───── Selected text

The API response contains a data:image/png;base64,... Data URI. This is essentially the image file encoded as a long string of text. To isolate just the Base64 part that we need, drop in an Edit Fields node (or a “Set” node in older n8n versions) and create a new field with this expression:

{{ $json.choices[0].message.images[0].image_url.url.split(",")[1] }}

This simple JavaScript snippet splits the string at the comma and takes the second part—the raw Base64 data.

Setting fields in n8n to extract Base64 data from the API response. — Isolating the raw Base64 data is a key step.

Step 5. Convert to a Usable File

The final step is to turn that raw data back into an actual image. Add a Convert to File node. It will take the Base64 string as input and output a binary image file. Now you’ve got something you can preview directly in the n8n editor, save to your computer, or pass along to another system.

✅ Result: You’ve successfully built a smooth, automated text-to-image workflow inside n8n. Type a prompt, get an image. Simple, powerful, and incredibly satisfying.

Final result of the n8n workflow: an image of a cat washing dishes. — The final output: a chubby cat diligently washing dishes, as requested.

Part 2: Form-Based Editing (Nano Banana’s True Power)

Now for the truly exciting part: AI-powered image editing. This is what makes Nano Banana a game-changer. It’s not just a generator; it’s a collaborator.

An n8n workflow showing nodes: On form submission, Code, HTTP Request, Edit Fields, and Convert to File. — The complete n8n workflow for form-based image generation and editing.

People are using this for all sorts of incredible transformations:

Outfit swaps: “Take this photo of me and put me in a spacesuit.”
Background changes: “Replace the boring office wall with a view of the Alps.”
Style transfers: “Make this family portrait look like it was painted by Van Gogh.”
Character creation: Turning real photos into professional, anime-style avatars.

But to do any of this, our workflow needs to handle file uploads. This is where n8n’s native form capabilities come in handy.

Why Use n8n Forms?

Fully integrated: No need for third-party form builders. It’s all within the n8n ecosystem.
Handles binary data: It can manage image uploads natively, without any complex workarounds.
Easy to design: The drag-and-drop interface makes it simple to create and customize your input fields.

Configuring form elements in n8n for prompt and image uploads. — Setting up the form with a text area for the prompt and a file upload field.

Designing the Form

For maximum flexibility, you only need two fields:

Prompt (Textarea, Required): This is where the user describes the edit. Example: “Turn this kitchen photo into a medieval castle scene, keeping the cat.”
Reference Image (File Upload, Optional): This is for the input image. It should accept common formats like JPG and PNG.

👉 Pro Tip: Making the image upload field optional is a clever design choice. It allows the very same workflow to support both text-to-image generation (when no file is uploaded) and image-to-image editing (when a file is provided). This makes your automation incredibly versatile.

──────────

→ What you need to do:
[1] Return the passage of the n8n image workflow guide from "Part 2: Form-Based" to "come in handy.", copied word for word.
[2] Answer these questions from the n8n image workflow guide:
(a) What was the Edit Fields node called in older n8n versions?
(b) What does the Convert to File node output?
(c) What field type is the Prompt field in the form?

───── Entries shown

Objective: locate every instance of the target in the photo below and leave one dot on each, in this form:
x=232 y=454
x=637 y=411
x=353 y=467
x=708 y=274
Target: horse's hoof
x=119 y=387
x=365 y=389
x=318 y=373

──────────

→ Answers to the exercises:
[1]
Part 2: Form-Based Editing (Nano Banana’s True Power)

Now for the truly exciting part: AI-powered image editing. This is what makes Nano Banana a game-changer. It’s not just a generator; it’s a collaborator.

An n8n workflow showing nodes: On form submission, Code, HTTP Request, Edit Fields, and Convert to File. — The complete n8n workflow for form-based image generation and editing.

People are using this for all sorts of incredible transformations:

Outfit swaps: “Take this photo of me and put me in a spacesuit.”
Background changes: “Replace the boring office wall with a view of the Alps.”
Style transfers: “Make this family portrait look like it was painted by Van Gogh.”
Character creation: Turning real photos into professional, anime-style avatars.

But to do any of this, our workflow needs to handle file uploads. This is where n8n’s native form capabilities come in handy.

[2]
(a) A "Set" node.
(b) A binary image file.
(c) Textarea.